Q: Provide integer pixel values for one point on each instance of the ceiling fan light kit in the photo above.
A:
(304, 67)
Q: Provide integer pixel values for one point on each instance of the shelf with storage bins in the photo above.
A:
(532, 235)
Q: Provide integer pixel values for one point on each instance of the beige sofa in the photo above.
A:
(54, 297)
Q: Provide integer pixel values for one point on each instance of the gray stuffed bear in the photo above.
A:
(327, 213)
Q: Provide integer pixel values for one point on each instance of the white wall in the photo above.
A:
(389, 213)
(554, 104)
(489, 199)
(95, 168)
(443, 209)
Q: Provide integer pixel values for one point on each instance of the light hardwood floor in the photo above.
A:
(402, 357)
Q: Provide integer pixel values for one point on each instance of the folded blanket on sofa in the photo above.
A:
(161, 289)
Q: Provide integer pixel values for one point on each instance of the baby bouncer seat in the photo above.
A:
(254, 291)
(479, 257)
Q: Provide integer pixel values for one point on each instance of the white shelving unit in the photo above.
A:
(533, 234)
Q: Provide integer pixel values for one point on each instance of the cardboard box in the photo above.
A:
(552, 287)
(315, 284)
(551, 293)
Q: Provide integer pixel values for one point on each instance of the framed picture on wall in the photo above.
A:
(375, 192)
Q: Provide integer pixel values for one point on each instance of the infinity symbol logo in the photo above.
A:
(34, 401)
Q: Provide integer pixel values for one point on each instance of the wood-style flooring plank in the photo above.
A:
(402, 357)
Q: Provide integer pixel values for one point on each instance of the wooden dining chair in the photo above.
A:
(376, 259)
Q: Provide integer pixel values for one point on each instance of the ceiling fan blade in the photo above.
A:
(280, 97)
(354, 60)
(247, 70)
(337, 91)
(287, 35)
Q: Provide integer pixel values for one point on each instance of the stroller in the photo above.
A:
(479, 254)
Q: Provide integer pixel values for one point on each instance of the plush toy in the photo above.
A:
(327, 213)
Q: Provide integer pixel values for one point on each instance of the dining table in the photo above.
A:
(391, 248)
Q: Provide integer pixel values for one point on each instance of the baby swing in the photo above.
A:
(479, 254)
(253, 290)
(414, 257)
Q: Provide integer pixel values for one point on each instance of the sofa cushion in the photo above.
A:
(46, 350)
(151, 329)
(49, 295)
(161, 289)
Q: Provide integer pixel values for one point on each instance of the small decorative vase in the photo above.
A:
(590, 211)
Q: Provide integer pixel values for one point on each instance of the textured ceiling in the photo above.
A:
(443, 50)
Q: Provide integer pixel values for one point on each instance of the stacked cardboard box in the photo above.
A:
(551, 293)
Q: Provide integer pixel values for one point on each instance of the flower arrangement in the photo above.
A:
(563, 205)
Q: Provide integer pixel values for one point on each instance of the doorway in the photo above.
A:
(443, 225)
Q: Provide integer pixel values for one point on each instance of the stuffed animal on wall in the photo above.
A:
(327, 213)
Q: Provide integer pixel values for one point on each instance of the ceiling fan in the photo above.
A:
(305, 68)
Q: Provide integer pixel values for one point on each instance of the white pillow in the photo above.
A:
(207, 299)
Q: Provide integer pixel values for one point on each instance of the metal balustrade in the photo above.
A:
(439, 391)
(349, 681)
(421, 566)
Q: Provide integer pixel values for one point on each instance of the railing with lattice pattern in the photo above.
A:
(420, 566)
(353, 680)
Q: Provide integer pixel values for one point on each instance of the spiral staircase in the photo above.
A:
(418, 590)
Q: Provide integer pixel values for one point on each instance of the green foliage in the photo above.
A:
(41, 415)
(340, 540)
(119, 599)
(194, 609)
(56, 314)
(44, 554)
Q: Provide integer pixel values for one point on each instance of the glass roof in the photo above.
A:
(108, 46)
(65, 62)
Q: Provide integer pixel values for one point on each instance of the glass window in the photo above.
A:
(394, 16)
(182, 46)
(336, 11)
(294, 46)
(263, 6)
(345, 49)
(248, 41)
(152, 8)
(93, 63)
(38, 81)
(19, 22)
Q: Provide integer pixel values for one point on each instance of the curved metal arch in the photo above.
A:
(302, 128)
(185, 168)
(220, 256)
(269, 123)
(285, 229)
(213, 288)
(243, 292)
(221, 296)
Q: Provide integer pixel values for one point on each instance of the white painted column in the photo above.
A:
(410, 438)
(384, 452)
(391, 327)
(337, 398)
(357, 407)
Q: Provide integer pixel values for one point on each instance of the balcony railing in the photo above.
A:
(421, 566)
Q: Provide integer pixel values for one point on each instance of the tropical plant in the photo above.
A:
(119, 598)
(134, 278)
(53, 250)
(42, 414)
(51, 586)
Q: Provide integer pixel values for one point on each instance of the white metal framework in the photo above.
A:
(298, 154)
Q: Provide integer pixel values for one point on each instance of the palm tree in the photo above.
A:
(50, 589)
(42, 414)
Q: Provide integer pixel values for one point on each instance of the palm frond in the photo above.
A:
* * * * * * * * *
What needs to be done:
Give back each line of the material above exactly as it appears.

Worked solution:
Q: Provide integer pixel values for one point on each instance of the ceiling fan light kit in the photo above.
A:
(304, 67)
Q: Provide integer pixel values for one point on each instance of the shelf with storage bins in the photo above.
A:
(532, 235)
Q: Provide integer pixel values for one point on each instance of the beige sofa in the photo above.
A:
(54, 297)
Q: Provide integer pixel values for one point on each instance of the gray stuffed bear in the photo above.
A:
(327, 213)
Q: Provide integer pixel values for one point on each instance of the white wall in the photo above.
A:
(389, 213)
(554, 104)
(489, 199)
(95, 168)
(443, 209)
Q: Provide integer pixel values for one point on each instance of the light hardwood floor in the photo above.
A:
(402, 357)
Q: Provide integer pixel values for one point on each instance of the folded blanket on sofa in the photo above.
A:
(161, 289)
Q: Provide integer pixel values for one point on each instance of the baby bouncer seat in the photo above.
A:
(254, 291)
(479, 257)
Q: Provide integer pixel values for one point on each instance of the white shelving unit in the photo above.
A:
(533, 234)
Q: Provide integer pixel values for one point on each instance of the cardboard box in the photo above.
A:
(552, 287)
(315, 284)
(551, 293)
Q: Provide integer pixel values for one point on each instance of the framed picture on wall in the photo above.
A:
(375, 192)
Q: Provide integer pixel values for one point on each instance of the infinity symbol logo in the photo above.
A:
(34, 401)
Q: Provide integer pixel values for one point on each instance of the wood-style flooring plank in the photo above.
A:
(402, 357)
Q: Provide integer pixel values for one point on each instance of the wooden dining chair in the photo above.
A:
(376, 259)
Q: Provide integer pixel values for one point on each instance of the ceiling fan blade in the photo above.
A:
(280, 97)
(354, 60)
(247, 70)
(337, 91)
(287, 35)
Q: Provide integer pixel values for one point on each instance of the stroller in the photo above.
A:
(479, 254)
Q: Provide integer pixel values for one point on each instance of the plush toy in the photo above.
A:
(327, 213)
Q: Provide integer pixel values for one point on each instance of the dining table in the photo above.
A:
(391, 248)
Q: Provide integer pixel values for one point on each instance of the baby swing in the photo above.
A:
(479, 254)
(253, 290)
(414, 257)
Q: Provide integer pixel values for one point on each instance of the sofa cushion in the photo above.
A:
(46, 350)
(151, 329)
(49, 295)
(161, 289)
Q: Provide integer pixel values for one point on each instance of the small decorative vase in the photo above.
A:
(590, 211)
Q: Provide integer pixel values for one point on each instance of the textured ceiling in the photo above.
A:
(443, 50)
Q: Provide integer pixel values for one point on each instance of the stacked cardboard box in the photo above.
A:
(551, 293)
Q: Provide integer pixel values for one point on each instance of the flower arrangement in the photo above.
A:
(563, 205)
Q: Provide integer pixel values for one point on each instance of the doorway in the photo above.
A:
(443, 225)
Q: Provide integer pixel values for one point on each instance of the stuffed animal on wall in the photo above.
A:
(327, 213)
Q: Provide integer pixel values for one point on each instance of the ceiling fan in the photo above.
A:
(305, 68)
Q: Provide integer pixel values for one point on each instance of the white pillow in the photo above.
A:
(207, 299)
Q: Provide integer pixel values for one point on each instance of the metal balustrade in the photo above.
A:
(439, 391)
(349, 681)
(421, 566)
Q: Provide integer pixel values for one point on each instance of the railing with lattice pattern in the photo above.
A:
(420, 566)
(353, 680)
Q: Provide integer pixel values for one point on each instance of the spiral staircase in the photo above.
A:
(418, 590)
Q: Provide integer pixel values for one point on each instance of the green foliage in the photo above.
A:
(41, 415)
(340, 540)
(119, 599)
(194, 609)
(56, 314)
(44, 554)
Q: Provide integer pixel values for one point on each instance of the glass roof in the photo above.
A:
(108, 46)
(65, 62)
Q: Provide integer pixel values for one point on each instance of the glass window in the photo above.
A:
(394, 16)
(182, 46)
(336, 11)
(294, 46)
(263, 6)
(345, 49)
(248, 41)
(152, 8)
(93, 63)
(38, 81)
(19, 22)
Q: Provide integer pixel values for one point on each instance of the curved metal arch in the photo above.
A:
(302, 128)
(185, 168)
(220, 256)
(269, 123)
(285, 229)
(213, 288)
(243, 292)
(221, 296)
Q: Provide integer pixel values for one point on each instance of the white painted column in the photo above.
A:
(410, 438)
(384, 452)
(391, 327)
(337, 398)
(357, 407)
Q: Provide integer pixel values for one point on each instance of the balcony railing in the photo above.
A:
(421, 566)
Q: Provide integer pixel values for one point on each instance of the tropical plant in the photo above.
A:
(119, 598)
(134, 278)
(53, 250)
(42, 414)
(51, 586)
Q: Provide integer pixel values for one point on each instance of the white metal framework in the photo above.
A:
(298, 154)
Q: Provide integer pixel values for one point on each instance of the palm tree in the photo above.
A:
(50, 589)
(42, 414)
Q: Provide integer pixel values for one point on each instance of the palm frond in the photo above.
A:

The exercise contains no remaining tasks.